河南出了个党言川。不是出了个毛泽东,是党言川,文革时代名震中原的大造反派。他的造反,在40年后的若干精英人士看来,不仅极其愚昧,而且毫无价值。但是,在当时人们的感受中,那是17年漫漫长夜中升腾而起的一颗启明星!党言川和他的同代人,虽然没有高级的民主理论,但他们心腑中煎滚着的对黑暗的憎恶和对自由的渴望,似乎比今人强烈得多。
1966年夏,正当北京深陷入权贵“红卫兵”所制造的红色恐怖之际,河南省却冒出一个震动全省的平民造反派组织——“郑大联委”。它的灵魂人物,正是那个即将成为标志性人物的郑州大学中文系学生党言川。党言川以其对农民的深刻同情和对压迫者的无比愤恨,影响了“郑大联委”的政治立场。据历史记载,“郑大联委”是8月21日成立的。第13天,即9月3日,这个初生的羽毛未丰的造反派组织就发出一份《火急呼吁书》,其势若野火,迅即燃遍中原大地。
呼吁书写道:“多少年来,河南省搞的很不像样子,五千万河南人民被穷白两座大山压得喘不过气来,尤其是在1958年以来,出现了一系列极其严重的问题和骇人听闻的反革命事件,这些事件,必须彻底追查清楚,坚决地把根子挖出来!……”——整整40年过去,今人已很难体味那种石破天惊的震撼。虽然呼吁书使用的仍然是毛式概念和语言,但众多战战兢兢苟活于专政岁月的人们,即刻就看出了那逼人的剑气——这是冲着共产党、毛泽东去了!在共产党治下,河南人民头上压着“两座大山”!1958年(高举三面红旗高歌猛进的火红年代)以来,出现了“一系列……骇人听闻的……事件”——反了!反了!真真反了!
------------------------------------
> 任务说明 A:
请重新列出列表中从开头一直到包含“[98,117,155,142]”的那一行为止的所有行(两端都算在内),其余内容照原样保留,只在边框坐标的每个数值上加40。
------------------------------------
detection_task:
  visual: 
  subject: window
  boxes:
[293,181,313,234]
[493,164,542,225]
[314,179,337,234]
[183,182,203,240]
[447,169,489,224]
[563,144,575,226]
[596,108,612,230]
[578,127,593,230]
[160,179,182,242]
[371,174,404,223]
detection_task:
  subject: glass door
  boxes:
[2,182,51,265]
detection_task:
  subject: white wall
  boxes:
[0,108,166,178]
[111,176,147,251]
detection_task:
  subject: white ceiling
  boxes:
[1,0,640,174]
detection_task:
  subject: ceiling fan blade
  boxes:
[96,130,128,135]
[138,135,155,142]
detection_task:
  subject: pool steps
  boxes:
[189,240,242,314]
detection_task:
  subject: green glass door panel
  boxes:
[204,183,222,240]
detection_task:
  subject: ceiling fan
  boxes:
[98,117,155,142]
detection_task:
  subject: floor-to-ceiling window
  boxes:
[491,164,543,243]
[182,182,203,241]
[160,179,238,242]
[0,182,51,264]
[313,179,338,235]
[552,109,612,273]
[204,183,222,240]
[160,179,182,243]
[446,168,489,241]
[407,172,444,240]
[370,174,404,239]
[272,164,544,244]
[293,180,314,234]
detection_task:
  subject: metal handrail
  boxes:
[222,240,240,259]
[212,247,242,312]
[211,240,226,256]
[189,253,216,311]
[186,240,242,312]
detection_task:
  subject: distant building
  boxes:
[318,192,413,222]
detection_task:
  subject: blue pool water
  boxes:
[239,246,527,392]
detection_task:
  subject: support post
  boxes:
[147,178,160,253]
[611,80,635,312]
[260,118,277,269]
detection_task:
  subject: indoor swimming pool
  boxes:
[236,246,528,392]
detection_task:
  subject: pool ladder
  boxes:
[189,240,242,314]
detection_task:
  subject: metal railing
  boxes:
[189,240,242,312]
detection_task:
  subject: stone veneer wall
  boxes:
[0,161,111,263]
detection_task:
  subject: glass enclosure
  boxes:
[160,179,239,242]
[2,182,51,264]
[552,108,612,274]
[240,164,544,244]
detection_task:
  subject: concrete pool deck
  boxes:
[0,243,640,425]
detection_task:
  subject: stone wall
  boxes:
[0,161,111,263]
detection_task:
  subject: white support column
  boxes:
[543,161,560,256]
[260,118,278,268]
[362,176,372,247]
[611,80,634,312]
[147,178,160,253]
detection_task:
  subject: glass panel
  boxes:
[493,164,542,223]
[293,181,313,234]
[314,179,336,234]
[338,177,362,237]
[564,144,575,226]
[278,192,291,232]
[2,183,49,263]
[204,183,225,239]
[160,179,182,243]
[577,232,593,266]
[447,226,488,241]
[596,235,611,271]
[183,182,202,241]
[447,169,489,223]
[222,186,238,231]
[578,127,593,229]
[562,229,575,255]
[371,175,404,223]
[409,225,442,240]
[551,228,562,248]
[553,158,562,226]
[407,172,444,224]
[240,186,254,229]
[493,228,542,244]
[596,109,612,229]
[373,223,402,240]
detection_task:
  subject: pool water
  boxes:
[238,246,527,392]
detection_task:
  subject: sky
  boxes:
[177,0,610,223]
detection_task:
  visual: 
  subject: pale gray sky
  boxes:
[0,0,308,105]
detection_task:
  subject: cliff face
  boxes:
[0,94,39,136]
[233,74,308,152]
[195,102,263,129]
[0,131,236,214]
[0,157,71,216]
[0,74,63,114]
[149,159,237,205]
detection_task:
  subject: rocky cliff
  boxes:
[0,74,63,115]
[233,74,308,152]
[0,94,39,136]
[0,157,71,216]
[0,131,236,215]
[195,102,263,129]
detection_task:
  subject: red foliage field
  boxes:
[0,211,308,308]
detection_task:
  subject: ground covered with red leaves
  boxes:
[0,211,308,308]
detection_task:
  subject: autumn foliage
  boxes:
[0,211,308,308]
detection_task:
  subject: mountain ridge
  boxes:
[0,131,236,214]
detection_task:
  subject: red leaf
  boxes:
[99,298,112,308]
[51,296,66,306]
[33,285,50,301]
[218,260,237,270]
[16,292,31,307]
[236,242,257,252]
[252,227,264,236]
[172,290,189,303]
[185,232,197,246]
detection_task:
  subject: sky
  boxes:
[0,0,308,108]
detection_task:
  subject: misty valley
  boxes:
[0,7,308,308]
------------------------------------
> 任务说明 B:
改写文本段落中从“1966年夏,正当北京深陷入”一直到“势若野火,迅即燃遍中原大地。”的全部内容,把其中的“中文系”换成“汉语言文学系”。

> 任务结果 A:
detection_task:
  visual: 
  subject: window
  boxes:
[333,221,353,274]
[533,204,582,265]
[354,219,377,274]
[223,222,243,280]
[487,209,529,264]
[603,184,615,266]
[636,148,652,270]
[618,167,633,270]
[200,219,222,282]
[411,214,444,263]
detection_task:
  subject: glass door
  boxes:
[42,222,91,305]
detection_task:
  subject: white wall
  boxes:
[40,148,206,218]
[151,216,187,291]
detection_task:
  subject: white ceiling
  boxes:
[41,40,680,214]
detection_task:
  subject: ceiling fan blade
  boxes:
[136,170,168,175]
[178,175,195,182]
detection_task:
  subject: pool steps
  boxes:
[229,280,282,354]
detection_task:
  subject: green glass door panel
  boxes:
[244,223,262,280]
detection_task:
  subject: ceiling fan
  boxes:
[138,157,195,182]

> 任务结果 B:
1966年夏,正当北京深陷入权贵“红卫兵”所制造的红色恐怖之际,河南省却冒出一个震动全省的平民造反派组织——“郑大联委”。它的灵魂人物,正是那个即将成为标志性人物的郑州大学汉语言文学系学生党言川。党言川以其对农民的深刻同情和对压迫者的无比愤恨,影响了“郑大联委”的政治立场。据历史记载,“郑大联委”是8月21日成立的。第13天,即9月3日,这个初生的羽毛未丰的造反派组织就发出一份《火急呼吁书》,其势若野火,迅即燃遍中原大地。